Supplied data –
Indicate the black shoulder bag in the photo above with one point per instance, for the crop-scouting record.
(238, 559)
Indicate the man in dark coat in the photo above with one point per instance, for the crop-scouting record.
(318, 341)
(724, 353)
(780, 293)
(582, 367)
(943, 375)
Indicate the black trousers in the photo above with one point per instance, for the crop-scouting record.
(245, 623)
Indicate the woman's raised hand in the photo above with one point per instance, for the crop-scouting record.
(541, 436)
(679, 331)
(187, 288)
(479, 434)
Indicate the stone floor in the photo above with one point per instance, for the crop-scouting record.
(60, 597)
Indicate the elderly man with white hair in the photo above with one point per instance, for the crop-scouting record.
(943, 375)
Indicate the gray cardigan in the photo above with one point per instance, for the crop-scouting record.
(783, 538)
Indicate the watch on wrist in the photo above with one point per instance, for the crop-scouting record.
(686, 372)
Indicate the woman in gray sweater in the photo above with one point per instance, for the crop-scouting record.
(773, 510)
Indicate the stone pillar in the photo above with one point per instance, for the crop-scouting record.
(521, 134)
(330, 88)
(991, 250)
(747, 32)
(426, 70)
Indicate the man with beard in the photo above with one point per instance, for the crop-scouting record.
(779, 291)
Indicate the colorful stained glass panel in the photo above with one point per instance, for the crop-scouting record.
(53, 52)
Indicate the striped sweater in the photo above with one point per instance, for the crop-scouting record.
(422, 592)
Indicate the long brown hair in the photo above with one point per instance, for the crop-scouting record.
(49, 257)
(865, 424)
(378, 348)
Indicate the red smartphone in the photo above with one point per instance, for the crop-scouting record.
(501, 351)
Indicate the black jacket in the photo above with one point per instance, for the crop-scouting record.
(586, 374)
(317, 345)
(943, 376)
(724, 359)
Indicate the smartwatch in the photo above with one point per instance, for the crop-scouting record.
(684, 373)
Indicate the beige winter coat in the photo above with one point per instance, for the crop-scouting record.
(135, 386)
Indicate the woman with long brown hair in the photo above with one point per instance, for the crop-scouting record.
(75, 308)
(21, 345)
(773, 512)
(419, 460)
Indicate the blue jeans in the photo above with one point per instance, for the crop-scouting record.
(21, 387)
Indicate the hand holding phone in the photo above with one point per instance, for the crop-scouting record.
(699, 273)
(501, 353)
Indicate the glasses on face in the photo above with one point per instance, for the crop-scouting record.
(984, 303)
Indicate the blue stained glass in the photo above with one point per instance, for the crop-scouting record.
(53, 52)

Directions for this task – Give back all the data exactly as it was written.

Exercise output –
Indicate the black shoulder bag in the photo above with one point per instance, for the crop-scouting record.
(238, 559)
Indicate the man in dark coat in the photo above with one point per instance, for the crop-scouting record.
(318, 341)
(724, 353)
(780, 293)
(582, 367)
(943, 375)
Indicate the black trousers in the photo above with one point per instance, for the crop-scouting record.
(245, 623)
Indicate the woman's raised hand in the photo above with one point per instance, for the crop-scouting record.
(541, 436)
(679, 331)
(187, 288)
(479, 434)
Indicate the stone floor in the photo above with one point per instance, for the crop-scouting record.
(60, 597)
Indicate the elderly man with white hair in the photo above with one point per instance, for the crop-scouting record.
(943, 375)
Indicate the gray cardigan in the photo above with one point per instance, for the crop-scouting record.
(783, 538)
Indicate the watch on wrist in the photo above with one point per instance, for the crop-scouting record.
(686, 372)
Indicate the woman in gray sweater in the photo above with one point per instance, for the crop-scouting record.
(773, 510)
Indicate the stone pillar in the photo above with one point per instance, for the crop-scouting record.
(521, 134)
(330, 88)
(991, 250)
(747, 32)
(426, 70)
Indicate the man with beard in the photo above with one point per instance, for the crop-scouting record.
(779, 291)
Indicate the colorful stained glass panel in the photo above with one point per instance, for the crop-scouting record.
(53, 52)
Indicate the striped sweater in the photo above with one point per instance, for the crop-scouting record.
(422, 592)
Indicate the long brown hair in the photo above with one point per instance, for the crop-scouting record.
(49, 257)
(865, 424)
(378, 348)
Indicate the red smartphone in the photo above with one point per instance, for the crop-scouting record.
(501, 351)
Indicate the black jacket in the photo above with one point per instance, for the crop-scouting record.
(586, 374)
(317, 345)
(943, 376)
(724, 359)
Indicate the smartwatch in the photo above with one point per instance, for the crop-scouting record.
(684, 373)
Indicate the beige winter coat in the photo above with one point per instance, for the crop-scouting record.
(135, 386)
Indicate the woman with long brown hair in the photo above with one point per instance, for the crop-scouting record.
(75, 308)
(21, 345)
(773, 512)
(419, 460)
Indicate the blue jeans in the photo above with one point per instance, for the crop-scouting record.
(21, 387)
Indicate the hand holding phone in the photo above with one point per instance, for the crop-scouting record.
(699, 273)
(501, 353)
Indicate the glasses on face in the photo above with one point per instance, for the crop-scouting record.
(984, 303)
Indicate the blue stained glass in the photo above with one point per instance, for the crop-scouting record.
(53, 52)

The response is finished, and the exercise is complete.